Set exercise A: Tally the lines of the listing that contain the string "right", matching case exactly. Give only the number.

Page:
((

The Origin of Worcestershire Sauce

Lea & Perrins®, the company that launched the sauce in 1835, says it originated from a request from Lord Marcus Sandys. Freshly returned from his arduous duties as Governor of Bengal, his lordship was settling into the family seat of Ombersley Court, Worcestershire. During his travels in India he acquired a recipe for a sauce he found most toothsome and he gave this to Lea and Perrins and asked them to replicate it.

The two chemists messed about with a tincture of this, a soupçon of that, and a dash of something else. The company says the chemists “were not impressed with their initial results.” The word “Blech” may well have been uttered and a barrel of the mixture was consigned to the basement.

Lea & Perrins picks up the story: “A few years later, they stumbled across [the mixture] and decided to taste the contents again. To their delight, the aging process had turned it into a delicious, savoury sauce.”

))

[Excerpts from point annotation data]
((

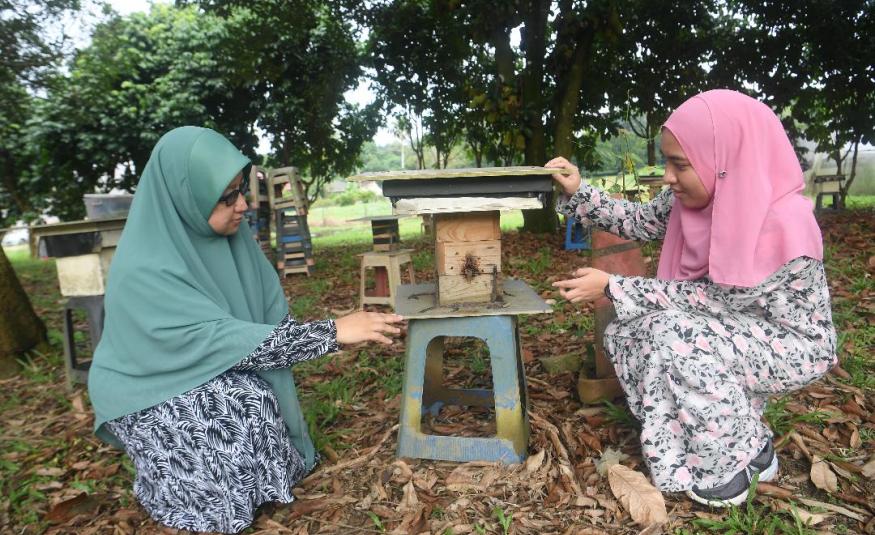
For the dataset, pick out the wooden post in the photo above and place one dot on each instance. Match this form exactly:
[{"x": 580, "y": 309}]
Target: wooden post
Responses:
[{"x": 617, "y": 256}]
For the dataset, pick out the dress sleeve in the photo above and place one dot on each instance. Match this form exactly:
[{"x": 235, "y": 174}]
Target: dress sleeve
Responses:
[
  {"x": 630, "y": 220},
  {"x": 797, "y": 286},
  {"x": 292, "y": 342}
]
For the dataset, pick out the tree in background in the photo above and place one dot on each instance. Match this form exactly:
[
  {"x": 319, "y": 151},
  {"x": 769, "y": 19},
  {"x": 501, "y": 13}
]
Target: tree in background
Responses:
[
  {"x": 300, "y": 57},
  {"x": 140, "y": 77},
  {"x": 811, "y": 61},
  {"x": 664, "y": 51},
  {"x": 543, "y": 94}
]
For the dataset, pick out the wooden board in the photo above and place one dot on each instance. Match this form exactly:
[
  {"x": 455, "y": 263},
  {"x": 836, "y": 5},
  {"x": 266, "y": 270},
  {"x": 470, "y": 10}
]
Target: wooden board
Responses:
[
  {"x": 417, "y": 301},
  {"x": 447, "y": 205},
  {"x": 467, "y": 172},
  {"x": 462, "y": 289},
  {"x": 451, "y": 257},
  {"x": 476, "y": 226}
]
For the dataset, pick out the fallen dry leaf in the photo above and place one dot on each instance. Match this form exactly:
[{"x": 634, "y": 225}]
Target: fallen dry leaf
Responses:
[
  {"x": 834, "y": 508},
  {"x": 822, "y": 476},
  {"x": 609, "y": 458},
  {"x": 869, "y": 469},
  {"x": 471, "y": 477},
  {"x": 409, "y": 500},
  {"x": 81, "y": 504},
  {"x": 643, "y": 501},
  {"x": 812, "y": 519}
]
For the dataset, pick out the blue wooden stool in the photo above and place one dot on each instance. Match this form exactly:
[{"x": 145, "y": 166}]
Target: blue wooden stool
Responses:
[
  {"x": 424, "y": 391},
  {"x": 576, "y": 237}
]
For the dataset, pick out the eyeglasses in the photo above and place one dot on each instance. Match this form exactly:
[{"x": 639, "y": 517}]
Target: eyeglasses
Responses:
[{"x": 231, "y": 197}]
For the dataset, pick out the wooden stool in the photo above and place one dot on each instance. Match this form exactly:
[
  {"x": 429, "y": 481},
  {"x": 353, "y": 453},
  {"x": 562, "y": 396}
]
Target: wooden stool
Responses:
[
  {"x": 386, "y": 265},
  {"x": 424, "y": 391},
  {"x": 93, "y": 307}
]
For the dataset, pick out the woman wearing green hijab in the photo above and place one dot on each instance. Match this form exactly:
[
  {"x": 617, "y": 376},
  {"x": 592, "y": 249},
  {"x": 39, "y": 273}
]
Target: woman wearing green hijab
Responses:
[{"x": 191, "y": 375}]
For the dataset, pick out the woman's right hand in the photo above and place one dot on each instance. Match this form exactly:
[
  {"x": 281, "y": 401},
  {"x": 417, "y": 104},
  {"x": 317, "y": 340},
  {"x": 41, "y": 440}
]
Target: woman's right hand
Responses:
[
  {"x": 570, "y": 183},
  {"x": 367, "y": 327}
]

))

Set exercise B: Reproduce everything in the Worcestershire sauce passage from "The Origin of" down to "to the basement.", renaming "chemists" as "apothecaries" wherever it occurs.

Full response A: 2

Full response B:
The Origin of Worcestershire Sauce

Lea & Perrins®, the company that launched the sauce in 1835, says it originated from a request from Lord Marcus Sandys. Freshly returned from his arduous duties as Governor of Bengal, his lordship was settling into the family seat of Ombersley Court, Worcestershire. During his travels in India he acquired a recipe for a sauce he found most toothsome and he gave this to Lea and Perrins and asked them to replicate it.

The two apothecaries messed about with a tincture of this, a soupçon of that, and a dash of something else. The company says the apothecaries “were not impressed with their initial results.” The word “Blech” may well have been uttered and a barrel of the mixture was consigned to the basement.